Imprime sin ningún cambio cada línea de todos los ítems que siguen.
•••
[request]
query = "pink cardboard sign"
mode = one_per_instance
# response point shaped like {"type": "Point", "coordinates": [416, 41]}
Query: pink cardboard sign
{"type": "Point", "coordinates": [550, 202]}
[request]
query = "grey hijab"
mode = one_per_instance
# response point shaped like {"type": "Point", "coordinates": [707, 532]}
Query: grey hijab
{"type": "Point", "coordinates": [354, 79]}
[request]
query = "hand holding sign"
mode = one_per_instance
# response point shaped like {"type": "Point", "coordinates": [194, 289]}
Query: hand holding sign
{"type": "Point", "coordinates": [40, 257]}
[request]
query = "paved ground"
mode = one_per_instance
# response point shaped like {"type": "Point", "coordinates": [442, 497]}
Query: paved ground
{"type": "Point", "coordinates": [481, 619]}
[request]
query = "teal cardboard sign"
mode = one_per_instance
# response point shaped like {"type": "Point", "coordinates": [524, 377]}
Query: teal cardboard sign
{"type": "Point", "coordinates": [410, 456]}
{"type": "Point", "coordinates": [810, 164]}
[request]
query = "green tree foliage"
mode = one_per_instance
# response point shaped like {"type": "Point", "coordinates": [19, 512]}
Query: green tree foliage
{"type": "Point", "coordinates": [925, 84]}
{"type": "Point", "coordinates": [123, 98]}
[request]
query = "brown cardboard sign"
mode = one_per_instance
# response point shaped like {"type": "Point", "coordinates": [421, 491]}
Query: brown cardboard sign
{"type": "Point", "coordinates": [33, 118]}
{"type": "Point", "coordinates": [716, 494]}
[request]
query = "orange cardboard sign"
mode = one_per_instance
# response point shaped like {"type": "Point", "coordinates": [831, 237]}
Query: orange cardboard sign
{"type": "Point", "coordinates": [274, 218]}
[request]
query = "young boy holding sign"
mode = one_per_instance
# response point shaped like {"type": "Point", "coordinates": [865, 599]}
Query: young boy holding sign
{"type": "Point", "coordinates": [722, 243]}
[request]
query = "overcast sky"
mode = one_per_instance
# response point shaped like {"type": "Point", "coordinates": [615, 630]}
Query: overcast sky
•••
= Solución escrita =
[request]
query = "pink cardboard sign"
mode = one_per_instance
# response point shaped like {"type": "Point", "coordinates": [416, 41]}
Query: pink cardboard sign
{"type": "Point", "coordinates": [550, 202]}
[request]
query = "grey hijab"
mode = one_per_instance
# response point shaped like {"type": "Point", "coordinates": [707, 532]}
Query: grey hijab
{"type": "Point", "coordinates": [354, 79]}
[request]
query = "hand holding sign"
mode = one_per_instance
# response point shaped like {"type": "Point", "coordinates": [194, 289]}
Query: hand holding sign
{"type": "Point", "coordinates": [40, 257]}
[request]
query = "paved ground"
mode = one_per_instance
# response point shaped like {"type": "Point", "coordinates": [442, 497]}
Query: paved ground
{"type": "Point", "coordinates": [481, 619]}
[request]
query = "teal cardboard sign"
mode = one_per_instance
# response point shaped like {"type": "Point", "coordinates": [524, 377]}
Query: teal cardboard sign
{"type": "Point", "coordinates": [410, 456]}
{"type": "Point", "coordinates": [810, 164]}
[request]
query = "green tree foliage"
mode = one_per_instance
# response point shaped like {"type": "Point", "coordinates": [19, 512]}
Query: green tree foliage
{"type": "Point", "coordinates": [925, 84]}
{"type": "Point", "coordinates": [123, 98]}
[request]
query = "brown cardboard sign"
mode = one_per_instance
# response point shaped like {"type": "Point", "coordinates": [421, 491]}
Query: brown cardboard sign
{"type": "Point", "coordinates": [33, 118]}
{"type": "Point", "coordinates": [716, 494]}
[request]
query = "orange cardboard sign"
mode = one_per_instance
# response point shaped like {"type": "Point", "coordinates": [831, 237]}
Query: orange cardboard sign
{"type": "Point", "coordinates": [274, 218]}
[request]
query = "young boy holding sign"
mode = one_per_instance
# response point shaped like {"type": "Point", "coordinates": [865, 599]}
Query: young boy holding sign
{"type": "Point", "coordinates": [722, 243]}
[request]
query = "overcast sky"
mode = one_per_instance
# response point shaped like {"type": "Point", "coordinates": [615, 630]}
Query: overcast sky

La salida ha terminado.